> _AIM_: Update the material so that "uniform" becomes "outfit" everywhere it occurs, leaving everything else unchanged.
* BEGIN TASK INPUT *
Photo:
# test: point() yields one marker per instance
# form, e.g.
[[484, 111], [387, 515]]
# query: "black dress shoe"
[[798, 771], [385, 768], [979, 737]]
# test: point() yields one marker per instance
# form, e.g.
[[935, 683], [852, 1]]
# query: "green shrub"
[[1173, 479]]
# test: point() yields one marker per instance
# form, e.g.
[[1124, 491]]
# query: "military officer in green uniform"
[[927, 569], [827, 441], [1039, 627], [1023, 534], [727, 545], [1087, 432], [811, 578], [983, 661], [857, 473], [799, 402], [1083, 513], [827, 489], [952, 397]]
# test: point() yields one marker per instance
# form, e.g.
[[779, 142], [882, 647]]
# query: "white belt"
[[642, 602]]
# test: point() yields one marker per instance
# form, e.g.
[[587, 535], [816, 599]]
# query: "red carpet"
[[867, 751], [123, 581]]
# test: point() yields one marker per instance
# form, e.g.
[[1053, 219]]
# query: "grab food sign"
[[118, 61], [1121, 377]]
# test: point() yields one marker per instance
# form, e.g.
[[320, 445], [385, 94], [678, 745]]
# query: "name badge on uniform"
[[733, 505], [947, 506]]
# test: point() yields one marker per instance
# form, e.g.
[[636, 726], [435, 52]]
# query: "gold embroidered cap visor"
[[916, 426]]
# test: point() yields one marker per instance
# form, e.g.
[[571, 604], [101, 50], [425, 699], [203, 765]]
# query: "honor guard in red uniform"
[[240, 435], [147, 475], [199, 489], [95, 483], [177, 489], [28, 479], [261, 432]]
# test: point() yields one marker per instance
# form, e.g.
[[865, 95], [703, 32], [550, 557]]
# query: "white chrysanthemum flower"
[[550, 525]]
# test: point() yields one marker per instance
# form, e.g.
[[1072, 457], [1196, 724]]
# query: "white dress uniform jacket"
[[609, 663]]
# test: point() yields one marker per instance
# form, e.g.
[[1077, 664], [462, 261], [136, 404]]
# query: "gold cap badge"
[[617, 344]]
* END TASK INPUT *
> _REPLY TO THE EXERCISE_:
Photo:
# test: point() yields one marker per instance
# form, e.g.
[[484, 111], [387, 515]]
# query: "black dress shoe"
[[798, 771], [385, 768], [979, 737]]
# test: point() yields one marker per instance
# form, e.g.
[[935, 683], [852, 1]]
# query: "green shrub"
[[1173, 479]]
# test: point() yields one marker per instance
# form, e.g.
[[1124, 491]]
# query: "military officer in green outfit"
[[927, 569], [827, 441], [1039, 627], [1023, 534], [727, 545], [1087, 432], [811, 578], [983, 661], [857, 473], [799, 402], [1083, 513], [827, 489], [952, 397]]
# test: point() yields one marker per instance
# form, e.g.
[[779, 142], [882, 647]]
# query: "white belt"
[[642, 602]]
# test: point() yields one marker per instance
# form, e.g.
[[587, 535], [816, 599]]
# query: "red carpet"
[[867, 751], [123, 581]]
# test: point() yields one marker per instance
# form, e.g.
[[1053, 219]]
# query: "grab food sign"
[[118, 61], [1121, 377]]
# test: point() yields one marker per instance
# form, e.g.
[[320, 445], [385, 94], [678, 745]]
# query: "name badge on outfit"
[[733, 505], [947, 506]]
# test: point() yields one marker per instance
# form, e.g.
[[636, 726], [435, 52]]
# query: "gold embroidered cap visor"
[[916, 426]]
# test: point() yields one marker per instance
# form, e.g.
[[571, 604], [101, 50], [425, 699], [203, 765]]
# query: "honor guard in red outfit"
[[240, 435], [147, 475], [199, 489], [95, 483], [177, 489], [28, 479], [261, 432]]
# test: point() yields one marker per instance
# form, e.g.
[[865, 95], [703, 32], [550, 557]]
# query: "white chrysanthemum flower"
[[550, 525]]
# test: point() yields one marker per instance
# form, e.g.
[[1072, 457], [1196, 724]]
# query: "white dress outfit jacket"
[[609, 663]]
# test: point() yields one marker per instance
# form, e.g.
[[1077, 664], [462, 261], [136, 404]]
# query: "gold cap badge"
[[617, 344]]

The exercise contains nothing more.